## Dataset records
==========

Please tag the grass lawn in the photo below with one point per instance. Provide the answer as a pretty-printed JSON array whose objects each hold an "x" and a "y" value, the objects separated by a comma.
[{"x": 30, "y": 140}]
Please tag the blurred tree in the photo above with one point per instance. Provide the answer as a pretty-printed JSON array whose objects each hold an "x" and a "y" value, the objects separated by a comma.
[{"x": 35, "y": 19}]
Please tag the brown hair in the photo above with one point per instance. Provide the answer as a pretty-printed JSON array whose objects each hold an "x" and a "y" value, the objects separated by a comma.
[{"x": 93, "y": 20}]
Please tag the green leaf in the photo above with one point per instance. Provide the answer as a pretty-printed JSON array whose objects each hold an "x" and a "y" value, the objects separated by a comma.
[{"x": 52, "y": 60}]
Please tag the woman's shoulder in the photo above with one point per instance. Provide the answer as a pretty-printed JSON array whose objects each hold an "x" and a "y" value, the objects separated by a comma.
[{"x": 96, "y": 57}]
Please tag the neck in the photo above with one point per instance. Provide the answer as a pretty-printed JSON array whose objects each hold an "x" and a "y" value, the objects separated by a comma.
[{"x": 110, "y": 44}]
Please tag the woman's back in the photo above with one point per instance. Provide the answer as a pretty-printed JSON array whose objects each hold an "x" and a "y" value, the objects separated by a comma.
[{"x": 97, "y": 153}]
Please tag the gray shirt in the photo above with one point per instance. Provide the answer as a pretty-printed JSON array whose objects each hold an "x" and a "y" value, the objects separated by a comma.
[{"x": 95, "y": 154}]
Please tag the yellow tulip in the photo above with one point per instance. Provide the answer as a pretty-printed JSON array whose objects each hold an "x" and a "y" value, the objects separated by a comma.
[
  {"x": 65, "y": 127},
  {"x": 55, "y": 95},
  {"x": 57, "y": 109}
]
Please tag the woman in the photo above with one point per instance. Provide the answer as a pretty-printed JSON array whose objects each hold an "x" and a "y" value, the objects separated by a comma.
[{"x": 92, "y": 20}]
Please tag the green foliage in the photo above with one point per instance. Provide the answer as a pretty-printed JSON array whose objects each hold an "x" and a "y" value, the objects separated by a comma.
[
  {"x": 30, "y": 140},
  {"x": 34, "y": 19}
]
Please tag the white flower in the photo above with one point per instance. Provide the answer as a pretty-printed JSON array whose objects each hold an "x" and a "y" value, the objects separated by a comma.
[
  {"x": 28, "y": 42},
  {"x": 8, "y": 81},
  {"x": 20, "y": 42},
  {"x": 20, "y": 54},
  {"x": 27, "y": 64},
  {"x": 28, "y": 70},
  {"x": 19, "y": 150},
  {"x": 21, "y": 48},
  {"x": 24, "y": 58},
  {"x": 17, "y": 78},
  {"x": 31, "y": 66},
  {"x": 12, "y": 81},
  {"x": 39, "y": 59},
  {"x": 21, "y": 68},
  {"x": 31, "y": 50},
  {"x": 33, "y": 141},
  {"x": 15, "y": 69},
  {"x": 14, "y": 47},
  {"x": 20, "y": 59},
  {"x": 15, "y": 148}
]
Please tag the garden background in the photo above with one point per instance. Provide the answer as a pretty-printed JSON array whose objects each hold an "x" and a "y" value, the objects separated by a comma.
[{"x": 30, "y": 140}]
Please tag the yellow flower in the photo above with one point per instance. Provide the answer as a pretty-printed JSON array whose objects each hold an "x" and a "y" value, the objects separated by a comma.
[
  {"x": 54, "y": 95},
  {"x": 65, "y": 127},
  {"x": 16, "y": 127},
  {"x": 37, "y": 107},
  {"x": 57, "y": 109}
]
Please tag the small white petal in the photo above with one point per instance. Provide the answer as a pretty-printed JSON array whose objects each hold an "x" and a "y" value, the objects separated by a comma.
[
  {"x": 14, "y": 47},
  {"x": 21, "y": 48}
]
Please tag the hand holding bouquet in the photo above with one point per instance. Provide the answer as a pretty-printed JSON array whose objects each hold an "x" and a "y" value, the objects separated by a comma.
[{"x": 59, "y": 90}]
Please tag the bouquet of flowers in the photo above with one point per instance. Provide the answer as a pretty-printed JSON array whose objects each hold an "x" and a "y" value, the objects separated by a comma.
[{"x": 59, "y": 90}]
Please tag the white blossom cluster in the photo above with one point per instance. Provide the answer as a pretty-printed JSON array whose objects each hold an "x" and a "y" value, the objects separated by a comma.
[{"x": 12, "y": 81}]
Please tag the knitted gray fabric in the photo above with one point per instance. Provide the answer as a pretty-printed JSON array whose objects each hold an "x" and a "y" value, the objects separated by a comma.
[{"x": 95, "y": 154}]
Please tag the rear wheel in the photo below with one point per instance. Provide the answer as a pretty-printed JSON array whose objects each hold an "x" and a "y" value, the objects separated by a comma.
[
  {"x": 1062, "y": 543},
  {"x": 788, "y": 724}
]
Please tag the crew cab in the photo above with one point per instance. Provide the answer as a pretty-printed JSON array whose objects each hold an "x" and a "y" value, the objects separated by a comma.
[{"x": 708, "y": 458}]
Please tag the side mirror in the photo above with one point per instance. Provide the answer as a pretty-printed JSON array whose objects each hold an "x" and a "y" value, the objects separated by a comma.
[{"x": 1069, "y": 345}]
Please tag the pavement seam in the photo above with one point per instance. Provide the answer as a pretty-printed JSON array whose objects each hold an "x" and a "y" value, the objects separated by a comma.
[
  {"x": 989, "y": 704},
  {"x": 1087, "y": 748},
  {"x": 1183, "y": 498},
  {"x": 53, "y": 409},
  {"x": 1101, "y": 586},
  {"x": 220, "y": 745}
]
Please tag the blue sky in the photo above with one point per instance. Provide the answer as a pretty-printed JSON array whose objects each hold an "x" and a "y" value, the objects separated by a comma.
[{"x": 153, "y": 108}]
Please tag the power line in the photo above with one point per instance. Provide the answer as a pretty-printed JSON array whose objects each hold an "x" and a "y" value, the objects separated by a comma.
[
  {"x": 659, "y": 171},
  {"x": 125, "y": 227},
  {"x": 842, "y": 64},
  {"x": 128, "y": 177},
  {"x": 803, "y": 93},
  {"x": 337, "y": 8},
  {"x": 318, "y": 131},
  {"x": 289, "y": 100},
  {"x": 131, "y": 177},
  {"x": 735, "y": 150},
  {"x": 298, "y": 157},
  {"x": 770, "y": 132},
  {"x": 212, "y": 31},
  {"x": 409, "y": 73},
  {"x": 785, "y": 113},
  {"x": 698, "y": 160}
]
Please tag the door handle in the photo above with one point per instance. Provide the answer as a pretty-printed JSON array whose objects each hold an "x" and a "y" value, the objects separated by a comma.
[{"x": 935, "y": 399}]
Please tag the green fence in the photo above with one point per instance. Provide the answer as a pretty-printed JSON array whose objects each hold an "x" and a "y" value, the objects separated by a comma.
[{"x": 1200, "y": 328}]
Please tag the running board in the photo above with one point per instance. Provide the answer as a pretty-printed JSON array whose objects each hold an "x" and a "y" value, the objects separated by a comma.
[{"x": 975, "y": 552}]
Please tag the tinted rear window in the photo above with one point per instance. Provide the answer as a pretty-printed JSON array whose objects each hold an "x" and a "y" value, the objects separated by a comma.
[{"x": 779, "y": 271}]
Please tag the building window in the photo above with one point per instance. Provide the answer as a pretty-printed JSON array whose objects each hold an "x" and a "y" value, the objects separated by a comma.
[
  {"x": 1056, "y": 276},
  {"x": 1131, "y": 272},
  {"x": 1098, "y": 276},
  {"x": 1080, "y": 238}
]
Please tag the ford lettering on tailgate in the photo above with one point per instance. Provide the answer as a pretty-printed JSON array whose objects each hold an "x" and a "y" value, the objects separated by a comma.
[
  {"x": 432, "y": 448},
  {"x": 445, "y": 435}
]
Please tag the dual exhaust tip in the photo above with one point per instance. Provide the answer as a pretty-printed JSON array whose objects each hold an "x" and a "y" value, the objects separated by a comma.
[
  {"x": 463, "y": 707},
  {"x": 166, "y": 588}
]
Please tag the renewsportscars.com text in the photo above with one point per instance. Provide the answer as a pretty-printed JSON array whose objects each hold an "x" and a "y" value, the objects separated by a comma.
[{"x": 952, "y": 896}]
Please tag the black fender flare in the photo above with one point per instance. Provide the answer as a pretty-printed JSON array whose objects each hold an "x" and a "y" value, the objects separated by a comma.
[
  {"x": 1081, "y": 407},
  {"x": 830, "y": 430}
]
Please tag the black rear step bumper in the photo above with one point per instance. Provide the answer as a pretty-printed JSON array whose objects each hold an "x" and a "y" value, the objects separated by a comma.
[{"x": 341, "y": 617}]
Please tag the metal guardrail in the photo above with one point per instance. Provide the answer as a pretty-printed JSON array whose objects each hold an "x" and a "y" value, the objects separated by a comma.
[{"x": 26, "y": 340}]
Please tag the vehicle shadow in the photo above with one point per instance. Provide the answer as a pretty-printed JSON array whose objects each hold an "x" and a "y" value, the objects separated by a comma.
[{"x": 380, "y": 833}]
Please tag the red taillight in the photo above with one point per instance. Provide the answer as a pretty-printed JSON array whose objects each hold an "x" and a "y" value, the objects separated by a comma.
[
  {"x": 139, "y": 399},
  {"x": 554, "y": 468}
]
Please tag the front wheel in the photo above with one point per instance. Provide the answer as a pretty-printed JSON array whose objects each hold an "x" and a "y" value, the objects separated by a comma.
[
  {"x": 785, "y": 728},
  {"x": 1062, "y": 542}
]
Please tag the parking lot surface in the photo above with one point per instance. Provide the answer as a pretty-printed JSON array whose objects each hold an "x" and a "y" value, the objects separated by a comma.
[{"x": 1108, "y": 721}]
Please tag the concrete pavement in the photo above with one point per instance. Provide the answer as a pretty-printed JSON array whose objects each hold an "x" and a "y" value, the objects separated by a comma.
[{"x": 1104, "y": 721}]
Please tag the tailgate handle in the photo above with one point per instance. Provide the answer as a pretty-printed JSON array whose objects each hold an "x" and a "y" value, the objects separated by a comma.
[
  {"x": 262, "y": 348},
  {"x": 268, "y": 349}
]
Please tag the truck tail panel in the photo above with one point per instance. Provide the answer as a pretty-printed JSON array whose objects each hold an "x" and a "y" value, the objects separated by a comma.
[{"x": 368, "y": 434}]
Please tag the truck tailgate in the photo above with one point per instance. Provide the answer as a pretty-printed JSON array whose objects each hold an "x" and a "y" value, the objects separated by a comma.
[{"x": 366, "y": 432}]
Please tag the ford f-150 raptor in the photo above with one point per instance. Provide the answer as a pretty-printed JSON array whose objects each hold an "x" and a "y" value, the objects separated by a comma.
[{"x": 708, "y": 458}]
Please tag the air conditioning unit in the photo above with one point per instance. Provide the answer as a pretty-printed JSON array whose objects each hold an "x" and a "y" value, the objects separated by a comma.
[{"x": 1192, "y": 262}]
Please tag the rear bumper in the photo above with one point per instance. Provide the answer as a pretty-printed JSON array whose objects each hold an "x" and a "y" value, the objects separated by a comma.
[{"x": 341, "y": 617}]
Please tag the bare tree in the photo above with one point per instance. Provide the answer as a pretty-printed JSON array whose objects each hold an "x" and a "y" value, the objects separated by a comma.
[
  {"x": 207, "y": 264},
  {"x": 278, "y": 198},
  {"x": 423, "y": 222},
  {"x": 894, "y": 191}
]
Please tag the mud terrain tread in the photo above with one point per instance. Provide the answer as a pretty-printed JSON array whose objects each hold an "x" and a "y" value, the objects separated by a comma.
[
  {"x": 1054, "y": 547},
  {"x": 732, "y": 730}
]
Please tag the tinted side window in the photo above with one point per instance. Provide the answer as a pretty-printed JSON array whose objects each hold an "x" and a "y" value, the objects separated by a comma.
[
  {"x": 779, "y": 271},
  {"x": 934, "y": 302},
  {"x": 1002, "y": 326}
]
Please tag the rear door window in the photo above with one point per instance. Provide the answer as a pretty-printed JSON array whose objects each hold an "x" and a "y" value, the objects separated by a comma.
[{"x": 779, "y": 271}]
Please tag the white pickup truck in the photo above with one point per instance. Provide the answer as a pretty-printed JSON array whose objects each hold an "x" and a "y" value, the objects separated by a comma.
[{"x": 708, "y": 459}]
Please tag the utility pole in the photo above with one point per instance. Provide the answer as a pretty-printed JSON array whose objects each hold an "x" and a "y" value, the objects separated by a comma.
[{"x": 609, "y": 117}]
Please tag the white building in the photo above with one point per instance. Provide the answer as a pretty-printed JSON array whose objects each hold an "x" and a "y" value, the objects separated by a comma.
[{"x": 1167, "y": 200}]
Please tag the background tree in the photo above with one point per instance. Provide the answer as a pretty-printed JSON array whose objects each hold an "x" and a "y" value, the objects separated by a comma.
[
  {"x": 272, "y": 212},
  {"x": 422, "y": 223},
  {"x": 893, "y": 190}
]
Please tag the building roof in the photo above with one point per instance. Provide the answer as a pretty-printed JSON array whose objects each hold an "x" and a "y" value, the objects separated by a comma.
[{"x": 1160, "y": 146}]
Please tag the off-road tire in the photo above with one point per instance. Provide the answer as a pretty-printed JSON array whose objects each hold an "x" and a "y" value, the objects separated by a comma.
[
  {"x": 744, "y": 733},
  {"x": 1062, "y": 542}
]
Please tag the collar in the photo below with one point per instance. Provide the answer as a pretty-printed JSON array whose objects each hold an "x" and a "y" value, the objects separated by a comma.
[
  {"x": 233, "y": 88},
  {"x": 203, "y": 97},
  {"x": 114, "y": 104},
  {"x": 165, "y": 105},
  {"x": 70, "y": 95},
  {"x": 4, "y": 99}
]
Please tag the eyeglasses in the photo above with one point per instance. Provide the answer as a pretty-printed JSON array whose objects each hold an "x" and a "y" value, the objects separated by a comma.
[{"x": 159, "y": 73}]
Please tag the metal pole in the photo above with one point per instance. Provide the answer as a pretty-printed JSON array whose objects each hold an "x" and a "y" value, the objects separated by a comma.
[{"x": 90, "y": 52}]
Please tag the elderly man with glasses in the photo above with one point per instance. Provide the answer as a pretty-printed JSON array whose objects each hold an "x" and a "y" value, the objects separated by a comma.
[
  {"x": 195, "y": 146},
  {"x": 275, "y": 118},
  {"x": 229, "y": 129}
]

==========

## Work instructions
Render the part of the listing above that runs from the line containing "Please tag the building roof" through the last line of the listing, inclusive, as a JSON list of strings with one string per line and blank lines omitted.

## The response
[
  "Please tag the building roof in the photo above with one point per instance. Provide the answer as a pretty-printed JSON array whose objects each hold an \"x\" and a \"y\" value, the objects separated by a comma.",
  "[{\"x\": 1160, \"y\": 146}]",
  "Please tag the off-road tire in the photo above with one point per instance. Provide the answer as a pretty-printed JSON array whose objects each hold an \"x\" and a \"y\" value, the objects separated by a comma.",
  "[",
  "  {\"x\": 744, \"y\": 733},",
  "  {\"x\": 1062, \"y\": 542}",
  "]",
  "Please tag the collar in the photo below with one point per instance. Provide the answer as a pretty-printed JSON array whose objects each hold an \"x\" and a \"y\" value, the objects separated by a comma.",
  "[",
  "  {\"x\": 233, \"y\": 88},",
  "  {\"x\": 203, \"y\": 97},",
  "  {\"x\": 114, \"y\": 104},",
  "  {\"x\": 165, \"y\": 105},",
  "  {\"x\": 70, \"y\": 95},",
  "  {\"x\": 4, \"y\": 99}",
  "]",
  "Please tag the eyeglasses in the photo above with one point per instance. Provide the answer as a pretty-printed JSON array whose objects each hold an \"x\" and a \"y\" value, the objects separated by a comma.",
  "[{\"x\": 159, \"y\": 73}]",
  "Please tag the metal pole in the photo above with one point per instance. Provide the answer as a pretty-printed JSON array whose objects each hold an \"x\" and a \"y\" value, the objects separated by a comma.",
  "[{\"x\": 90, \"y\": 52}]",
  "Please tag the elderly man with glasses in the photo above with one point per instance. Provide the answer as a pretty-printed JSON array whose objects each hold an \"x\" and a \"y\" value, the objects separated by a comma.",
  "[",
  "  {\"x\": 195, \"y\": 146},",
  "  {\"x\": 275, \"y\": 118},",
  "  {\"x\": 229, \"y\": 129}",
  "]"
]